指示 1 »
抜粋によると、丹下氏は10兆円スタートアップを築くために何が必要だと述べましたか。
指示 2 »
抜粋のうち「⒈ 10兆円スタートアップを築くために‘何’が必要か」から「を育成したい」と話しました。」までの部分を、両端も含めて、「株式市場」を「証券市場」に置き換えて書き直してください。

抜粋 »
------------------------------------------------

そして、モデレーターの長井氏より、「時価総額10兆円の上場企業数が20社弱と言われている日本において、10兆円のスタートアップというと飛躍のある数字のようですが、普段一同に会することがあまりない、多彩な顔ぶれの登壇者の皆様と視座高く議論を交わしましょう」と、以下3つのトピックを軸に、パネルディスカッションがスタートしました。
⒈ 10兆円スタートアップを築くために‘何’が必要か
⒉ 現在の日本のスタートアップ・エコシステムに欠けているのは‘何’なのか
⒊ 起業家の成功を支えるために、我々は‘何’をするべきか
◾️10兆円スタートアップを築くために‘何’が必要か
まず、株式会社SHIFTの丹下氏が、「10兆円スタートアップを築くためには、大きなマーケットでビジネスをすることが必要である」と話しました。そして、「例えば、時価総額3,000億円、売上1,100億円の会社が、同じ事業で毎年200億円売上をのばしたとしても、時価総額約10兆円に到達するには、数10年かかる計算である。時間をかければそれは達成できるだろうが、それ以上のビジネスモデルを考えていく必要がある」と述べ、その一つの方法として、「M&A」が話題に上りました。
経済産業省(経産省)の富原氏は、「日本は出口としてのM&Aが少ない」と話しました。「米国では、GAFAMが後輩スタートアップ企業をM&Aすることで仲間に入れ、新たな『経済圏』を作り、株式市場のパフォーマンスを引き上げている」と説明。さらに、「その『経済圏』は、人が何に時間やお金を使うのか、どうコミュニケーションをするのか、どう人生を過ごすのかといった、人々の価値観自体を大きく変え、さらにそれが経済のあり方を変えた。このような動きの有無が日米の30年の株式市場の差分を開かせたのでは」と日米の比較をもとに日本でのM&Aの少なさを述べました。
さらに富原氏は、日本のスタートアップブームや政策の歴史にもふれ、「これまでの第一次、第二次、第三次ベンチャーブームからのノウハウや人材、プラクティスが積み重なったことにより、日本でも10兆円企業を生み出す素地ができてきたのではないか。経産省が取り組むスタートアップ支援や、2022年に発表された『スタートアップ育成5か年計画』は、日本の新陳代謝、ひいては賃上げを目的に推進し、特に日本経済に檄を入れてくれる人を育成したい」と話しました。

------------------------------------------------

(オブジェクトポインティング用データセットの行)
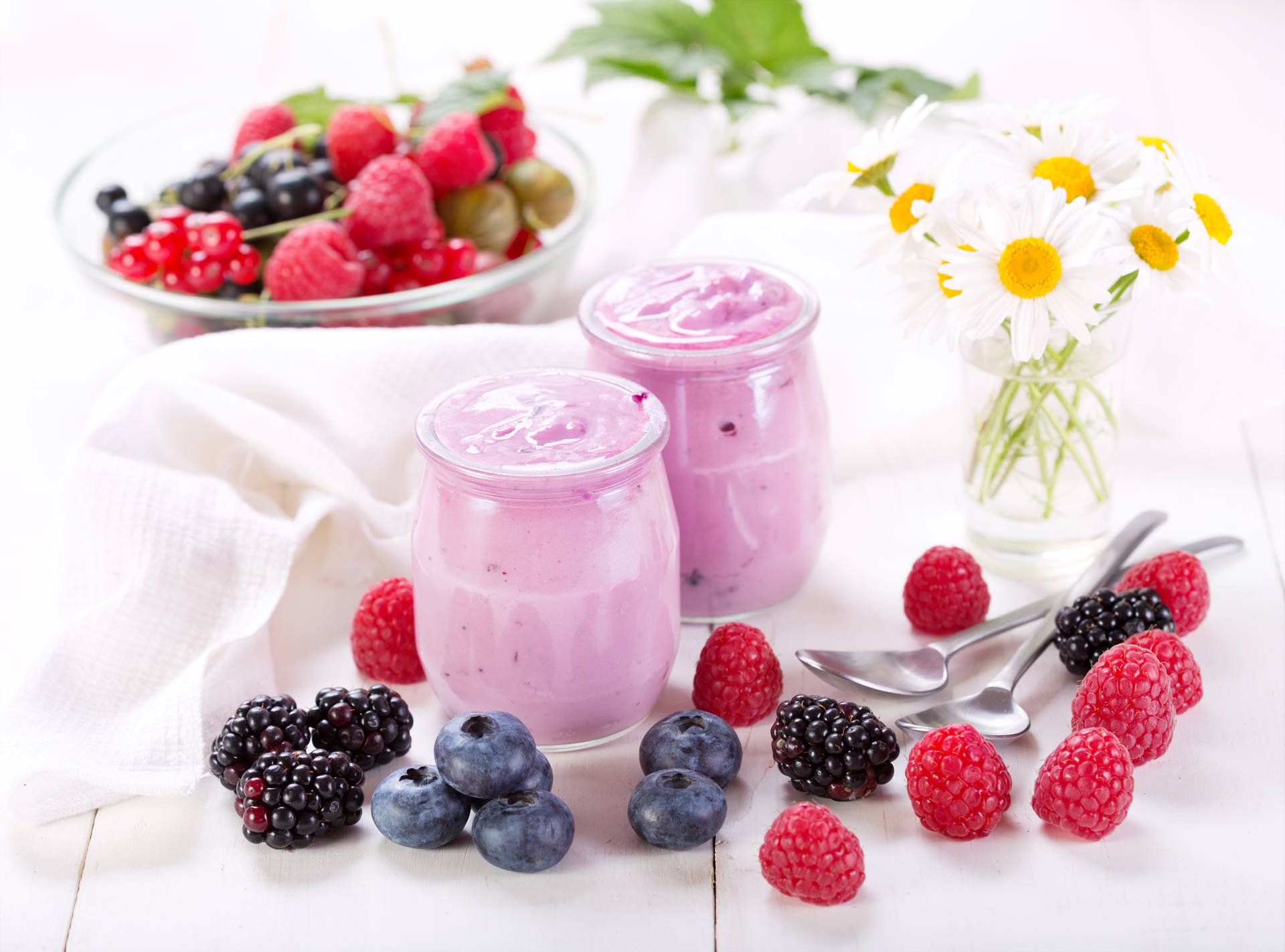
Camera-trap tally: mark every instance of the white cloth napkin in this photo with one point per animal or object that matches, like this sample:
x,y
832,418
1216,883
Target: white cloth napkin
x,y
205,469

------------------------------------------------

出力全文 1 »
大きなマーケットでビジネスをすることが必要だと述べました。

出力全文 2 »
⒈ 10兆円スタートアップを築くために‘何’が必要か
⒉ 現在の日本のスタートアップ・エコシステムに欠けているのは‘何’なのか
⒊ 起業家の成功を支えるために、我々は‘何’をするべきか
◾️10兆円スタートアップを築くために‘何’が必要か
まず、株式会社SHIFTの丹下氏が、「10兆円スタートアップを築くためには、大きなマーケットでビジネスをすることが必要である」と話しました。そして、「例えば、時価総額3,000億円、売上1,100億円の会社が、同じ事業で毎年200億円売上をのばしたとしても、時価総額約10兆円に到達するには、数10年かかる計算である。時間をかければそれは達成できるだろうが、それ以上のビジネスモデルを考えていく必要がある」と述べ、その一つの方法として、「M&A」が話題に上りました。
経済産業省(経産省)の富原氏は、「日本は出口としてのM&Aが少ない」と話しました。「米国では、GAFAMが後輩スタートアップ企業をM&Aすることで仲間に入れ、新たな『経済圏』を作り、証券市場のパフォーマンスを引き上げている」と説明。さらに、「その『経済圏』は、人が何に時間やお金を使うのか、どうコミュニケーションをするのか、どう人生を過ごすのかといった、人々の価値観自体を大きく変え、さらにそれが経済のあり方を変えた。このような動きの有無が日米の30年の証券市場の差分を開かせたのでは」と日米の比較をもとに日本でのM&Aの少なさを述べました。
さらに富原氏は、日本のスタートアップブームや政策の歴史にもふれ、「これまでの第一次、第二次、第三次ベンチャーブームからのノウハウや人材、プラクティスが積み重なったことにより、日本でも10兆円企業を生み出す素地ができてきたのではないか。経産省が取り組むスタートアップ支援や、2022年に発表された『スタートアップ育成5か年計画』は、日本の新陳代謝、ひいては賃上げを目的に推進し、特に日本経済に檄を入れてくれる人を育成したい」と話しました。